### Data shown
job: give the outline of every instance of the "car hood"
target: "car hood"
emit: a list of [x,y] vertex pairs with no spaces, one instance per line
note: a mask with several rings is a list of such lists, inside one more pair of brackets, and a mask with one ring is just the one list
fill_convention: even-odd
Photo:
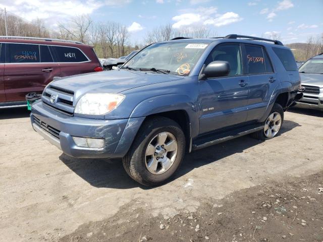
######
Your instructions
List the stretch of the rows from the first line through the line containing "note: a mask", with both ends included, as a numbered list that leaves out blank lines.

Task response
1. job: give the outline of every instance of the "car hood"
2. target: "car hood"
3. emit: a list of [x,y] vertex pairs with no spaces, one instance per line
4. note: a mask with several rings is a list of such lists, inside one more pair of brackets, and a mask with one ring is just the one list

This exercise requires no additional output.